> Your assignment
Which lines run from the one containing "Target: reflection on water" to the end of the entries below? Reproduce them exactly, both ends included.
------ Material for this task ------
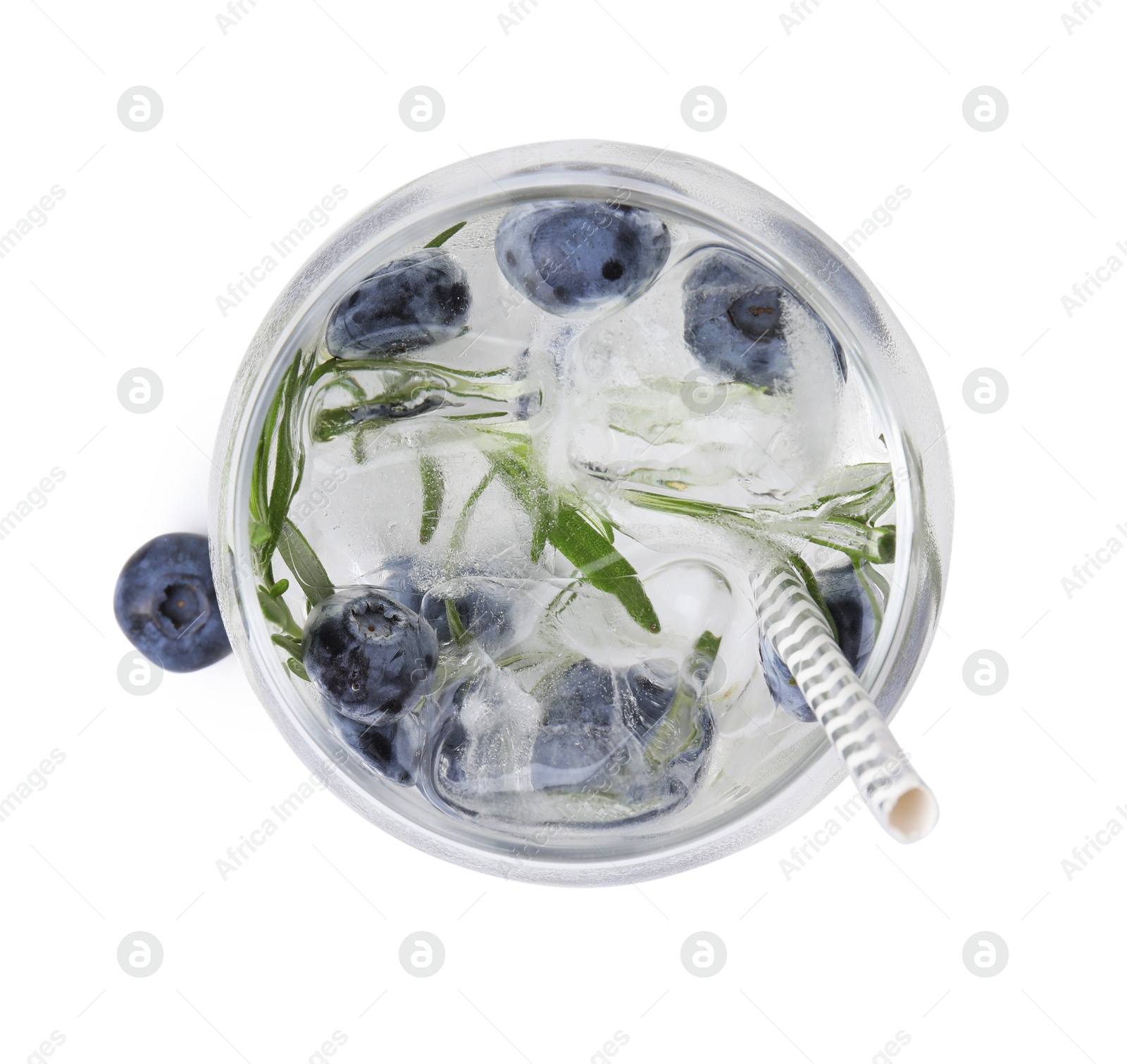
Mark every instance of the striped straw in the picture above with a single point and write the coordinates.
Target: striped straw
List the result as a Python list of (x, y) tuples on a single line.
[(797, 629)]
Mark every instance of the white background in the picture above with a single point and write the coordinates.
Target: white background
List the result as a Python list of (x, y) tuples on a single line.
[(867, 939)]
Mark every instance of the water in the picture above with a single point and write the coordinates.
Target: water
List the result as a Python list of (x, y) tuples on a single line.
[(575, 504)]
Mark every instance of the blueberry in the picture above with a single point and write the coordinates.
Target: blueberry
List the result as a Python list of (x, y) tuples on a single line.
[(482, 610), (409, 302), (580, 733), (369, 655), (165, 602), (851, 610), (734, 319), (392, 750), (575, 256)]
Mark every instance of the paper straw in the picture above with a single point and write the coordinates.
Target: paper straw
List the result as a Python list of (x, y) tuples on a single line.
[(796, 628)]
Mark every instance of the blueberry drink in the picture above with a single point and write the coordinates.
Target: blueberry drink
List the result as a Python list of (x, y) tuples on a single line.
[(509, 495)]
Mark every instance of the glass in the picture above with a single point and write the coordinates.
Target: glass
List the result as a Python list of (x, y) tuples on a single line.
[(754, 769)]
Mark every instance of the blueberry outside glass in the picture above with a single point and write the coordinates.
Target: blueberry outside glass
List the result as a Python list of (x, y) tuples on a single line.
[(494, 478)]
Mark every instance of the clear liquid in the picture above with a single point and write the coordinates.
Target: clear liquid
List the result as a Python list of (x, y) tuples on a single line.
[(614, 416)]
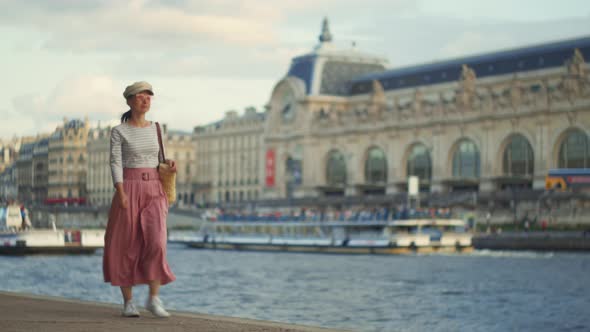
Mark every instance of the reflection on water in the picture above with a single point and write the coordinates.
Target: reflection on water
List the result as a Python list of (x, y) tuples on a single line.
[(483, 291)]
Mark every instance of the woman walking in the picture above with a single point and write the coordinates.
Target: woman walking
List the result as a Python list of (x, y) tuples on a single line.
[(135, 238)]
------
> Solution for this problem
Target: reflection on water
List the result as a Python list of (x, y) tuples on a single line.
[(483, 291)]
Mark every instance of the woman walking in the picture above with a single point and write the coordinates.
Target: woman walking
List the result as a Python list of (x, y) tuples on a single line.
[(135, 238)]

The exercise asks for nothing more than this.